**** Extracted material ****

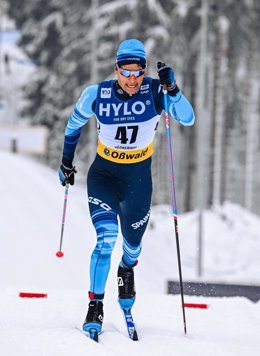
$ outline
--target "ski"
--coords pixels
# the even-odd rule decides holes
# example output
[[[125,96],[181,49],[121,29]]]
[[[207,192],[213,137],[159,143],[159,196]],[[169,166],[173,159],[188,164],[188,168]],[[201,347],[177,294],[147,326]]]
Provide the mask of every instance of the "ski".
[[[124,319],[125,319],[125,323],[126,323],[126,327],[127,327],[127,332],[128,332],[130,339],[132,339],[133,341],[138,341],[138,335],[137,335],[137,331],[135,328],[133,316],[131,313],[131,308],[121,307],[121,309],[124,313]]]

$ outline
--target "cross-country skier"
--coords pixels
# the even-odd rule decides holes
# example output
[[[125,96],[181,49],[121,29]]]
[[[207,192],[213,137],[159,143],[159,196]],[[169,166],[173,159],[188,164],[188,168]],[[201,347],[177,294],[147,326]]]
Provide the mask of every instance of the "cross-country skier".
[[[148,76],[142,42],[123,41],[116,54],[115,80],[83,90],[69,118],[59,178],[74,184],[74,152],[82,127],[95,115],[97,155],[87,177],[88,203],[97,244],[90,260],[89,309],[83,330],[101,331],[103,298],[111,254],[118,235],[123,235],[123,254],[118,267],[118,297],[121,306],[135,301],[134,267],[141,253],[152,196],[151,161],[153,140],[164,109],[182,125],[192,125],[192,106],[175,82],[174,71],[158,63],[159,79]]]

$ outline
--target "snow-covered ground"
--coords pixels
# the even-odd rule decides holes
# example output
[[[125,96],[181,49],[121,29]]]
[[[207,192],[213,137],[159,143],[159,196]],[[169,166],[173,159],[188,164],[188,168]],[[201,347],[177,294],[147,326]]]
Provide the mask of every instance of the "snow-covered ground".
[[[183,332],[180,296],[166,295],[168,278],[177,279],[171,209],[152,209],[136,267],[133,308],[140,340],[128,339],[117,305],[116,270],[121,236],[112,256],[104,301],[100,344],[77,329],[84,320],[88,265],[95,233],[88,217],[85,187],[70,187],[59,249],[64,188],[56,172],[32,159],[0,152],[0,351],[5,356],[58,355],[222,355],[259,353],[259,302],[245,298],[185,296],[208,309],[186,309]],[[205,213],[204,278],[259,283],[259,227],[256,216],[233,204]],[[197,213],[179,216],[184,280],[196,279]],[[45,299],[19,298],[19,292],[47,293]]]
[[[17,106],[12,101],[15,90],[33,71],[14,38],[6,37],[2,46],[10,55],[11,73],[5,71],[1,61],[0,125],[16,123]],[[169,206],[153,207],[135,270],[137,300],[133,315],[140,340],[133,342],[127,337],[117,305],[116,270],[121,257],[121,236],[112,256],[104,300],[104,333],[99,344],[87,339],[79,329],[87,311],[88,265],[96,239],[88,216],[86,189],[79,184],[69,189],[65,255],[58,259],[55,254],[59,249],[64,188],[57,173],[31,158],[3,151],[0,165],[1,355],[259,354],[260,305],[245,298],[185,296],[187,303],[207,303],[209,307],[186,309],[187,335],[184,335],[180,296],[165,292],[168,279],[178,280]],[[181,215],[178,222],[183,279],[198,280],[198,214]],[[226,203],[206,211],[204,222],[200,280],[259,285],[259,218]],[[47,293],[48,297],[23,299],[19,298],[20,292]]]

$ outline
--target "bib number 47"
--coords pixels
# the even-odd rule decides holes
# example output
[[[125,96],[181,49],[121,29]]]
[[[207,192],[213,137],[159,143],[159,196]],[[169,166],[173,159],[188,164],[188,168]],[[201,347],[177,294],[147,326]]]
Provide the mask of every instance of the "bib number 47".
[[[134,143],[138,133],[138,126],[119,126],[117,128],[115,140],[122,144]]]

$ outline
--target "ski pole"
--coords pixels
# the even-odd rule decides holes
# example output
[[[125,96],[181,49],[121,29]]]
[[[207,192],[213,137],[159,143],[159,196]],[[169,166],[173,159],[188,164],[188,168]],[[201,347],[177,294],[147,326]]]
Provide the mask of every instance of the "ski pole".
[[[59,248],[59,251],[56,253],[57,257],[63,257],[64,256],[64,253],[62,252],[62,242],[63,242],[63,234],[64,234],[64,225],[65,225],[68,194],[69,194],[69,184],[67,183],[65,185],[65,193],[64,193],[63,213],[62,213],[62,222],[61,222],[61,234],[60,234],[60,248]]]
[[[176,203],[176,192],[175,192],[175,183],[174,183],[171,129],[170,129],[170,117],[169,117],[170,115],[168,113],[167,90],[165,90],[165,89],[163,90],[163,100],[164,100],[164,110],[165,110],[165,126],[166,126],[166,136],[167,136],[167,147],[168,147],[168,163],[169,163],[169,173],[170,173],[170,182],[171,182],[172,210],[173,210],[175,238],[176,238],[176,247],[177,247],[177,259],[178,259],[178,268],[179,268],[180,290],[181,290],[183,326],[184,326],[184,333],[186,334],[187,333],[187,329],[186,329],[186,316],[185,316],[184,293],[183,293],[183,282],[182,282],[182,271],[181,271],[181,253],[180,253],[179,232],[178,232],[177,203]]]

****

> [Your assignment]:
Word for word, repeat all of the entries above, leaving out the pictures.

> [Response to this exercise]:
$ outline
--target "ski"
--coords pixels
# the even-odd rule decides holes
# example output
[[[125,96],[181,49],[121,29]]]
[[[207,192],[213,137],[159,143],[159,196]],[[169,166],[173,159],[188,164],[188,168]],[[201,347],[177,294],[147,326]]]
Provide the mask of every instance of the "ski".
[[[124,319],[125,319],[125,323],[126,323],[126,327],[127,327],[127,332],[128,332],[130,339],[132,339],[133,341],[138,341],[138,335],[137,335],[137,331],[135,328],[133,316],[131,313],[131,308],[121,307],[121,309],[124,313]]]

$ outline
--target "cross-country skier"
--coords pixels
# the even-odd rule decides holes
# example output
[[[125,96],[181,49],[121,29]]]
[[[207,192],[213,137],[159,143],[159,196]],[[169,166],[173,159],[188,164],[188,168]],[[201,347],[177,294],[147,326]]]
Provide the mask of every instance of the "cross-country skier".
[[[148,76],[142,42],[123,41],[116,54],[115,80],[83,90],[69,118],[59,178],[74,184],[74,152],[82,127],[95,115],[97,155],[87,177],[88,203],[97,244],[90,260],[89,309],[83,330],[101,331],[103,298],[111,254],[118,235],[123,235],[123,254],[118,267],[118,297],[121,306],[135,301],[134,267],[141,253],[152,196],[151,161],[153,140],[164,109],[182,125],[192,125],[192,106],[175,82],[174,71],[158,63],[159,79]]]

$ outline
--target "snow-covered ground"
--coords pixels
# the even-odd rule decides holes
# example output
[[[125,96],[181,49],[121,29]]]
[[[207,192],[213,137],[159,143],[159,196]],[[169,166],[173,159],[188,164],[188,168]],[[201,347],[177,294],[147,326]]]
Provide the mask of every instance of the "snow-covered ground".
[[[183,332],[180,296],[166,295],[168,278],[177,279],[171,209],[152,209],[136,267],[133,308],[140,340],[128,339],[117,305],[116,270],[121,236],[112,256],[104,301],[100,344],[77,329],[84,320],[88,265],[95,233],[88,217],[85,187],[70,187],[59,249],[64,188],[56,172],[32,159],[0,152],[0,351],[5,356],[58,355],[222,355],[259,353],[259,302],[245,298],[185,296],[208,309],[186,309]],[[205,213],[204,278],[259,283],[259,227],[256,216],[233,204]],[[197,213],[179,216],[184,280],[196,279]],[[45,299],[19,298],[19,292],[47,293]]]
[[[17,106],[12,101],[15,90],[33,71],[14,38],[6,37],[2,46],[10,55],[11,73],[5,71],[1,61],[0,125],[16,123]],[[169,206],[153,207],[135,270],[137,300],[133,315],[140,340],[133,342],[127,337],[117,305],[116,270],[121,257],[121,236],[112,256],[104,300],[104,333],[99,344],[87,339],[79,329],[87,311],[88,265],[96,239],[88,216],[86,189],[79,184],[69,189],[65,255],[58,259],[55,254],[59,249],[64,188],[57,173],[31,158],[3,151],[0,165],[1,355],[259,354],[260,305],[245,298],[185,296],[187,303],[207,303],[209,307],[186,309],[187,335],[184,335],[180,296],[165,292],[168,279],[178,280]],[[181,215],[178,222],[183,279],[198,280],[198,214]],[[226,203],[206,211],[204,222],[200,280],[259,285],[259,218]],[[47,293],[48,297],[23,299],[19,298],[20,292]]]

$ outline
--target "bib number 47"
--coords pixels
# the even-odd rule decides holes
# example output
[[[125,96],[181,49],[121,29]]]
[[[207,192],[213,137],[159,143],[159,196]],[[169,166],[173,159],[188,164],[188,168]],[[201,347],[177,294],[147,326]]]
Provide the mask of every instance of the "bib number 47".
[[[134,143],[138,133],[138,126],[119,126],[117,128],[115,140],[122,144]]]

$ outline
--target "ski pole"
--coords pixels
# the even-odd rule decides holes
# example output
[[[125,96],[181,49],[121,29]]]
[[[207,192],[213,137],[159,143],[159,196]],[[169,166],[173,159],[188,164],[188,168]],[[201,347],[177,294],[147,326]]]
Provide the mask of every instance of the "ski pole".
[[[59,248],[59,251],[56,253],[57,257],[63,257],[64,256],[64,253],[62,252],[62,242],[63,242],[63,234],[64,234],[64,225],[65,225],[68,194],[69,194],[69,184],[67,183],[65,185],[65,193],[64,193],[63,213],[62,213],[62,222],[61,222],[61,234],[60,234],[60,248]]]
[[[176,203],[176,192],[175,192],[175,183],[174,183],[171,129],[170,129],[170,117],[169,117],[170,115],[168,113],[167,90],[165,90],[165,89],[163,90],[163,100],[164,100],[164,110],[165,110],[165,126],[166,126],[166,136],[167,136],[167,147],[168,147],[168,163],[169,163],[169,173],[170,173],[170,182],[171,182],[172,210],[173,210],[175,238],[176,238],[176,247],[177,247],[177,259],[178,259],[178,268],[179,268],[180,290],[181,290],[183,326],[184,326],[184,333],[186,334],[187,333],[187,329],[186,329],[186,316],[185,316],[184,293],[183,293],[183,282],[182,282],[182,271],[181,271],[181,253],[180,253],[179,232],[178,232],[177,203]]]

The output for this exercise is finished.